PAGE TEXT:
▼▼▼

These components reinforce each other in a chicken-and-egg cycle. Each bank will thrive or decline according to its ability to deliver elements that engender greater loyalty, incorporating digital tools where possible to improve the customer’s experience. No doubt, technology firms and direct banks will continue to make inroads, some of them substantial. So banks that dawdle will risk being left with the most unprofitable customers and a shrinking share.

1. The battle for digital payments is still fluid

  • Many countries have widely adopted digital payment services, for both purchases and peer-to-peer transfers.
  • In most countries, nonbank third parties tend to dominate the market for purchase services, both online and in store. Very few respondents use only a bank app, with the highest shares in Sweden, Singapore, the Netherlands and South Africa.
  • Fragmentation limits the adoption of bank apps. When banks band together to offer a single app, as in Sweden, Singapore, Argentina, Poland and South Korea, they have been able to increase consumer adoption.
  • In the peer-to-peer payments market, bank apps fare slightly better than in the purchase market. Home-grown, third-party apps are most prominent in developing countries where credit and debit card networks have not matured, such as China, India, Brazil and Mexico.
Figure 7
Consumers use third-party payment apps much more than bank apps in most countries
Consumers use third-party payment apps much more than bank apps in most countries
Figure 8
When banks join forces, their payment apps are used more widely
When banks join forces, their payment apps are used more widely
Figure 9
Third-party solutions for peer-to-peer payments are winning in most markets
Third-party solutions for peer-to-peer payments are winning in most markets

2. How the Elements of Value affect loyalty

  • Banks with a high Net Promoter Score demonstrate stronger net interest income growth than those with low or middling scores. In the US, for instance, the growth gap is more than double.
  • A bank’s performance on the Elements of Value links closely with its Net Promoter Score. Strong performance by multiple elements correlates with a higher loyalty score.

▲▲▲

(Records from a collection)
▼▼▼

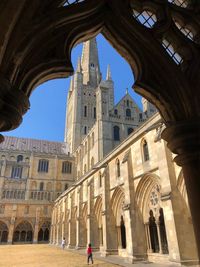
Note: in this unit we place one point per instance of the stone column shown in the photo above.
(70, 245)
(36, 228)
(159, 238)
(11, 229)
(78, 219)
(91, 232)
(29, 177)
(135, 232)
(184, 140)
(109, 229)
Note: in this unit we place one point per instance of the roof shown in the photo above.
(33, 145)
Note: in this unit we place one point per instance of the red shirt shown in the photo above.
(89, 250)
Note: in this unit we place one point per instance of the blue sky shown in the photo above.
(46, 117)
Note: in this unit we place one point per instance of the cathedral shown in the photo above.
(112, 182)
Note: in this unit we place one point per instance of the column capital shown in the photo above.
(183, 139)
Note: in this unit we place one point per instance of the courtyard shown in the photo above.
(51, 256)
(42, 256)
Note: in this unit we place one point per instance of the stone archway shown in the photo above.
(43, 233)
(98, 215)
(3, 232)
(173, 94)
(117, 203)
(23, 233)
(148, 198)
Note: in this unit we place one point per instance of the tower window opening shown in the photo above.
(85, 111)
(85, 130)
(95, 113)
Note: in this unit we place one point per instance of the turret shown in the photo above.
(90, 63)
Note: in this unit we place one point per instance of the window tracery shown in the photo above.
(146, 18)
(181, 3)
(70, 2)
(171, 51)
(184, 30)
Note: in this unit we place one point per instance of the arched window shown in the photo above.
(41, 186)
(19, 158)
(123, 233)
(153, 232)
(118, 168)
(66, 186)
(163, 235)
(23, 232)
(85, 111)
(66, 167)
(128, 112)
(130, 130)
(43, 234)
(145, 151)
(43, 165)
(26, 210)
(2, 208)
(3, 232)
(16, 172)
(116, 133)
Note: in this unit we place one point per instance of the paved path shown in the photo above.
(51, 256)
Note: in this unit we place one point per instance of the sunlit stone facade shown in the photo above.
(129, 196)
(33, 173)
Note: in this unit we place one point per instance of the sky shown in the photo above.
(46, 118)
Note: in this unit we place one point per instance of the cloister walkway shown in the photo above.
(51, 256)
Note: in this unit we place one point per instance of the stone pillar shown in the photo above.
(29, 178)
(11, 230)
(70, 222)
(91, 231)
(184, 140)
(36, 228)
(159, 238)
(12, 224)
(135, 232)
(79, 221)
(109, 230)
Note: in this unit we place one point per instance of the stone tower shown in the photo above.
(148, 108)
(81, 102)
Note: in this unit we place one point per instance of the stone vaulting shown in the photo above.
(160, 41)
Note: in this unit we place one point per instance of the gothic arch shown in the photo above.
(84, 213)
(98, 210)
(44, 231)
(181, 187)
(144, 188)
(3, 232)
(23, 232)
(117, 202)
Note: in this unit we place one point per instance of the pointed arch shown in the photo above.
(144, 188)
(117, 202)
(181, 187)
(98, 210)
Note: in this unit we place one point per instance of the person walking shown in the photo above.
(63, 243)
(89, 253)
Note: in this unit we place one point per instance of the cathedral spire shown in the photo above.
(71, 87)
(79, 68)
(90, 63)
(108, 75)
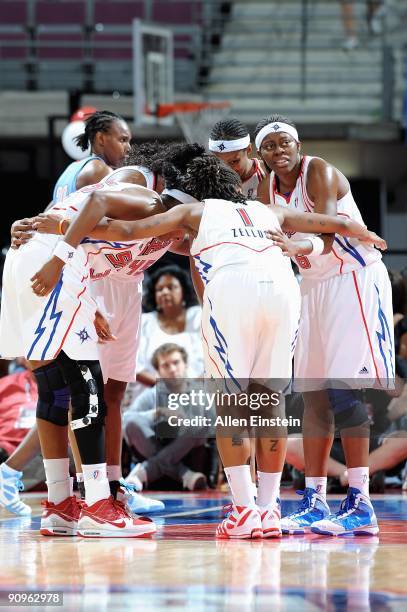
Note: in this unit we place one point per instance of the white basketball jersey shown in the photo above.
(347, 254)
(233, 234)
(118, 260)
(250, 185)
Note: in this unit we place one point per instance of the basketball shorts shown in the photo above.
(346, 331)
(39, 327)
(249, 327)
(120, 302)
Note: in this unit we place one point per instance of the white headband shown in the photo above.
(226, 146)
(183, 197)
(275, 128)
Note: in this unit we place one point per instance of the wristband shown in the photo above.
(317, 245)
(64, 251)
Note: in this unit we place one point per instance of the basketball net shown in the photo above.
(196, 119)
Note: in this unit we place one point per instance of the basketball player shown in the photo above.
(345, 332)
(230, 141)
(247, 274)
(104, 131)
(57, 334)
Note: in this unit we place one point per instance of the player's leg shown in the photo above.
(118, 363)
(273, 364)
(369, 333)
(11, 472)
(228, 352)
(61, 511)
(317, 418)
(100, 515)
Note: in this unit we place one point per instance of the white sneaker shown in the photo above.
(108, 518)
(137, 503)
(137, 477)
(244, 522)
(10, 487)
(271, 520)
(194, 481)
(60, 519)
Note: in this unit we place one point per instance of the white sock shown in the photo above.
(269, 488)
(114, 472)
(58, 481)
(8, 471)
(318, 483)
(241, 484)
(359, 479)
(96, 483)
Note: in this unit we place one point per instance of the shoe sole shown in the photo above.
(253, 535)
(271, 533)
(59, 531)
(301, 531)
(366, 531)
(94, 532)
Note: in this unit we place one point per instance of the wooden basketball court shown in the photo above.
(185, 567)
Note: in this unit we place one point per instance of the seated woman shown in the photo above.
(143, 427)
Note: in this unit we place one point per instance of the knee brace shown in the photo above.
(53, 395)
(348, 410)
(85, 382)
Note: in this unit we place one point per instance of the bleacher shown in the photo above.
(288, 56)
(87, 44)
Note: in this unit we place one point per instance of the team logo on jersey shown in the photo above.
(83, 335)
(155, 244)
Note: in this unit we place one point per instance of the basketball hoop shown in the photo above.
(195, 119)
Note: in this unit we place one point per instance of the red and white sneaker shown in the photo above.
(271, 520)
(243, 522)
(108, 518)
(60, 519)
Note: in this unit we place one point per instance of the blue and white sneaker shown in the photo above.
(312, 508)
(140, 504)
(355, 516)
(10, 487)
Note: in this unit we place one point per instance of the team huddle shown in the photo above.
(71, 305)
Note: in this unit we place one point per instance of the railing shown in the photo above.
(33, 38)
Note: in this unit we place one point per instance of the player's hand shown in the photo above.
(375, 240)
(290, 248)
(21, 232)
(174, 235)
(47, 223)
(44, 281)
(103, 328)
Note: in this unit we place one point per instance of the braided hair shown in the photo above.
(272, 119)
(100, 121)
(190, 169)
(228, 129)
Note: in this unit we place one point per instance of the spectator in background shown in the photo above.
(174, 317)
(145, 420)
(375, 11)
(18, 403)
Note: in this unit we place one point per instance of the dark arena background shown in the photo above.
(171, 69)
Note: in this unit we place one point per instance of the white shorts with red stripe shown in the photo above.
(346, 331)
(39, 327)
(120, 302)
(249, 326)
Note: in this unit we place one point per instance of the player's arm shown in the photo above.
(315, 223)
(263, 189)
(322, 185)
(157, 225)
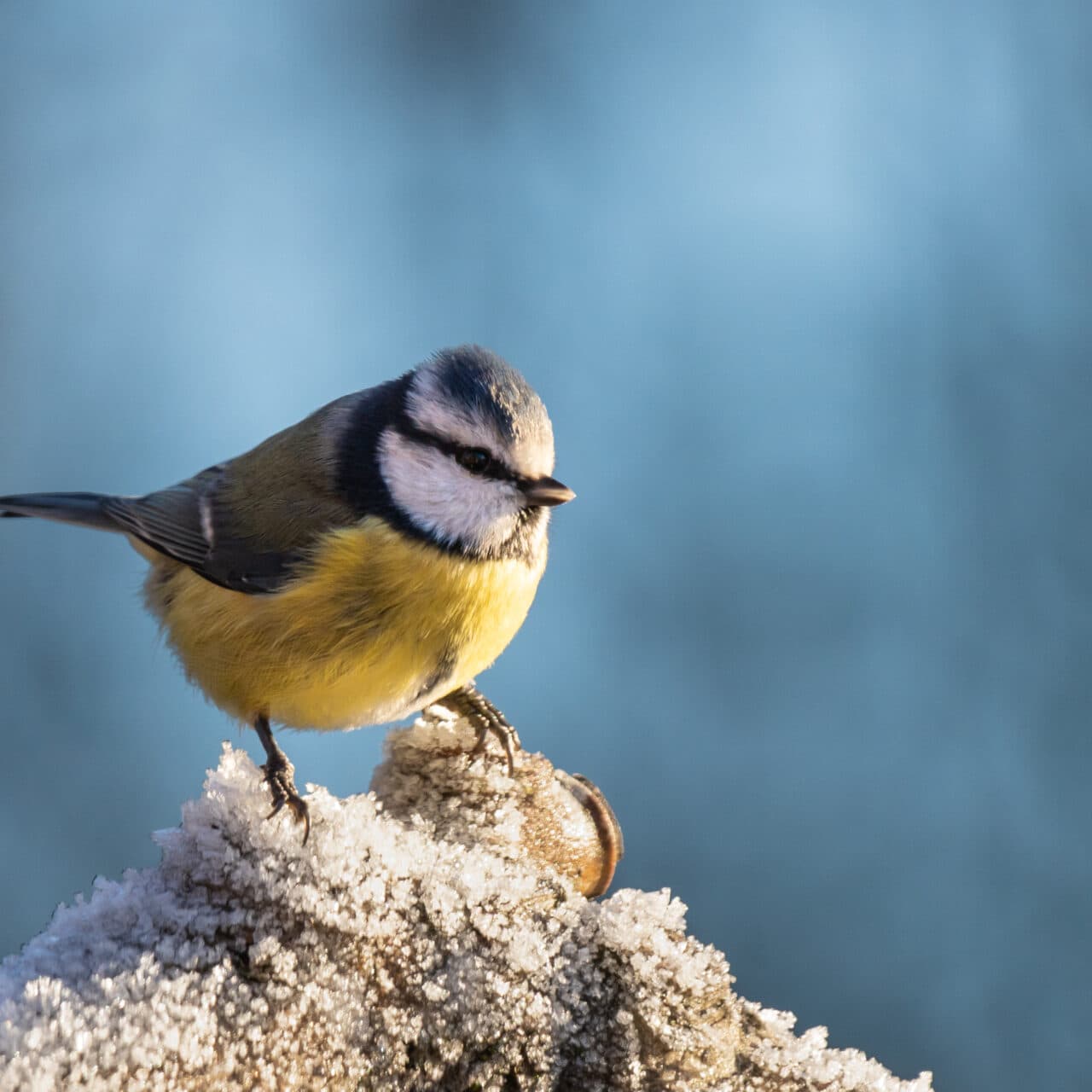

▲▲▲

TASKS AND EXERCISES:
1. Set down the full passage on banks and digital payments word for word.
2. Rewrite the part of the listing that opens with the line containing "arena background shown in the photo above." and runs to the end of the listing as a Markdown table with the columns Row and Line, skipping blank lines. Leave the pictures out.
The passage on banks and digital payments and the listing have no connection to each other.

TASK RESULTS:
1.
These components reinforce each other in a chicken-and-egg cycle. Each bank will thrive or decline according to its ability to deliver elements that engender greater loyalty, incorporating digital tools where possible to improve the customer’s experience. No doubt, technology firms and direct banks will continue to make inroads, some of them substantial. So banks that dawdle will risk being left with the most unprofitable customers and a shrinking share.

1. The battle for digital payments is still fluid

  • Many countries have widely adopted digital payment services, for both purchases and peer-to-peer transfers.
  • In most countries, nonbank third parties tend to dominate the market for purchase services, both online and in store. Very few respondents use only a bank app, with the highest shares in Sweden, Singapore, the Netherlands and South Africa.
  • Fragmentation limits the adoption of bank apps. When banks band together to offer a single app, as in Sweden, Singapore, Argentina, Poland and South Korea, they have been able to increase consumer adoption.
  • In the peer-to-peer payments market, bank apps fare slightly better than in the purchase market. Home-grown, third-party apps are most prominent in developing countries where credit and debit card networks have not matured, such as China, India, Brazil and Mexico.
Figure 7
Consumers use third-party payment apps much more than bank apps in most countries
Consumers use third-party payment apps much more than bank apps in most countries
Figure 8
When banks join forces, their payment apps are used more widely
When banks join forces, their payment apps are used more widely
Figure 9
Third-party solutions for peer-to-peer payments are winning in most markets
Third-party solutions for peer-to-peer payments are winning in most markets

2. How the Elements of Value affect loyalty

  • Banks with a high Net Promoter Score demonstrate stronger net interest income growth than those with low or middling scores. In the US, for instance, the growth gap is more than double.
  • A bank’s performance on the Elements of Value links closely with its Net Promoter Score. Strong performance by multiple elements correlates with a higher loyalty score.

2.
| Row | Line |
|---|---|
| 1 | Note: in this unit we place one point per instance of the dark arena background shown in the photo above. |
| 2 | (171, 69) |
| 3 | Note: in this unit we place one point per instance of the white shorts with red stripe shown in the photo above. |
| 4 | (346, 331) |
| 5 | (39, 327) |
| 6 | (120, 302) |
| 7 | (249, 326) |
| 8 | Note: in this unit we place one point per instance of the player's arm shown in the photo above. |
| 9 | (315, 223) |
| 10 | (263, 189) |
| 11 | (322, 185) |
| 12 | (157, 225) |